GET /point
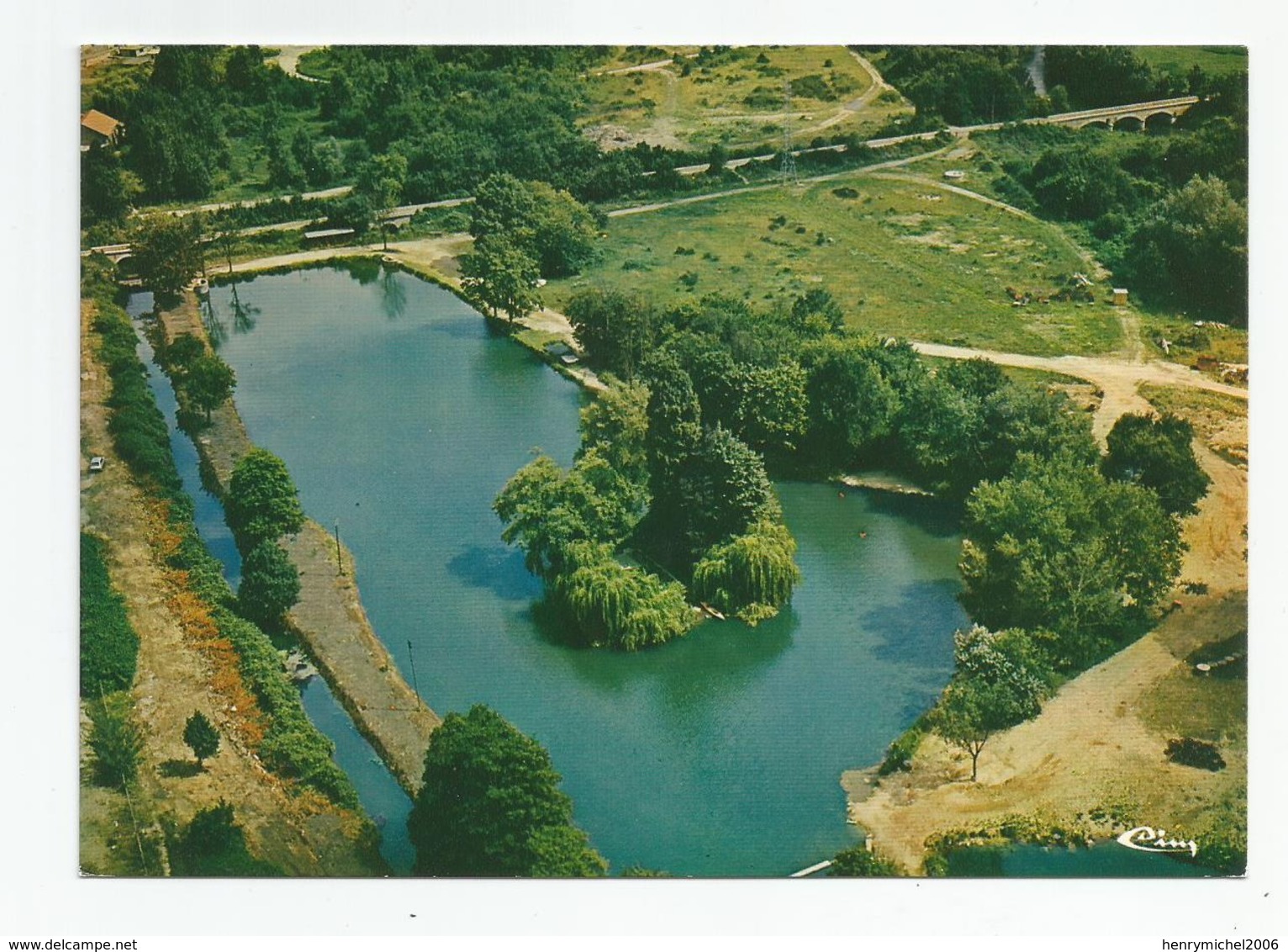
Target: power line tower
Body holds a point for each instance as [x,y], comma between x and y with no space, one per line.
[787,173]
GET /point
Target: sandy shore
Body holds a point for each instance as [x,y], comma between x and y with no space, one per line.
[329,617]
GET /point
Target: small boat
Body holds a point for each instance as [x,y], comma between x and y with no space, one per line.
[711,611]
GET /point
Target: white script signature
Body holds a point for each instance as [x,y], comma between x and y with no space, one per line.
[1150,840]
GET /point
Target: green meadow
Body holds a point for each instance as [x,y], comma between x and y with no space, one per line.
[902,256]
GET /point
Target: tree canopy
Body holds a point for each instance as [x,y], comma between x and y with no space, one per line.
[489,806]
[261,501]
[1057,547]
[269,585]
[166,251]
[1000,682]
[1159,452]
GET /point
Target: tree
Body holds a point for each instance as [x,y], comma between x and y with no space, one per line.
[723,489]
[166,252]
[269,585]
[751,576]
[115,743]
[850,402]
[209,382]
[201,736]
[261,501]
[107,189]
[1000,682]
[550,225]
[616,327]
[489,806]
[183,352]
[616,424]
[382,182]
[620,606]
[500,278]
[546,509]
[861,861]
[674,426]
[1193,247]
[1057,547]
[1157,452]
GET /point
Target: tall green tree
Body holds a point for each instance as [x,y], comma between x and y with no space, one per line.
[203,737]
[616,327]
[752,574]
[1159,452]
[500,278]
[269,585]
[209,382]
[1000,682]
[1057,547]
[489,806]
[1193,247]
[261,501]
[852,405]
[382,182]
[166,251]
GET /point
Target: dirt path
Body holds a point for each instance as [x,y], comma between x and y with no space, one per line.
[329,617]
[1090,745]
[850,108]
[288,60]
[1116,378]
[303,833]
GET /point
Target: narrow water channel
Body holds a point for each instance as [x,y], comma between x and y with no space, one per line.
[379,792]
[401,415]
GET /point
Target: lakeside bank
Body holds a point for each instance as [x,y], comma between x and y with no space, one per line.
[329,619]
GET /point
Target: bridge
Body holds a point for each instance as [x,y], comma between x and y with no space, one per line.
[1111,115]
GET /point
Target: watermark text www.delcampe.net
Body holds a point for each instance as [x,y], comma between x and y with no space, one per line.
[77,944]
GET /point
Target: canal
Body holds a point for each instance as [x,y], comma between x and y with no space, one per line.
[401,414]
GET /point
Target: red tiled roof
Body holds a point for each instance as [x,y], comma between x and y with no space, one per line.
[99,123]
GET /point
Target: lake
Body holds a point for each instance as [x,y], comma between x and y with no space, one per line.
[401,414]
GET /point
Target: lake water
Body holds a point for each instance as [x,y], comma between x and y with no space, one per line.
[401,415]
[377,790]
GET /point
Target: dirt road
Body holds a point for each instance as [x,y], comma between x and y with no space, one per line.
[302,833]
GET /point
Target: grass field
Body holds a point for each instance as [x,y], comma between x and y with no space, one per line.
[1215,61]
[735,96]
[902,257]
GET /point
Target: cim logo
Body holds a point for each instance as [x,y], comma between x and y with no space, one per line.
[1149,840]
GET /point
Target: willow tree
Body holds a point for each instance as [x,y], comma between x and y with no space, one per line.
[751,576]
[620,606]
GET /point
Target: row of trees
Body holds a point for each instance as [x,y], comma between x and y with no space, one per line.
[1167,213]
[523,232]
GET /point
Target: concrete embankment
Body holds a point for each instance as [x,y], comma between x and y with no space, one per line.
[329,617]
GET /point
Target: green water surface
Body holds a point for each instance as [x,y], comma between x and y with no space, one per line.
[401,415]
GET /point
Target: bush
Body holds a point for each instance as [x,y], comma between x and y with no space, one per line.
[1194,753]
[214,845]
[115,743]
[859,861]
[109,647]
[269,585]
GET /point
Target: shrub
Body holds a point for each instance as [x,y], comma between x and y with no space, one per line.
[214,845]
[1194,753]
[109,647]
[859,861]
[115,743]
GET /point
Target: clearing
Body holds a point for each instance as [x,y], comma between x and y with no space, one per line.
[903,256]
[683,98]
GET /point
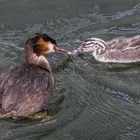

Aim of the exercise:
How many lines in the items above contain the word "green"? Reply with the number alone.

Output for this exercise:
3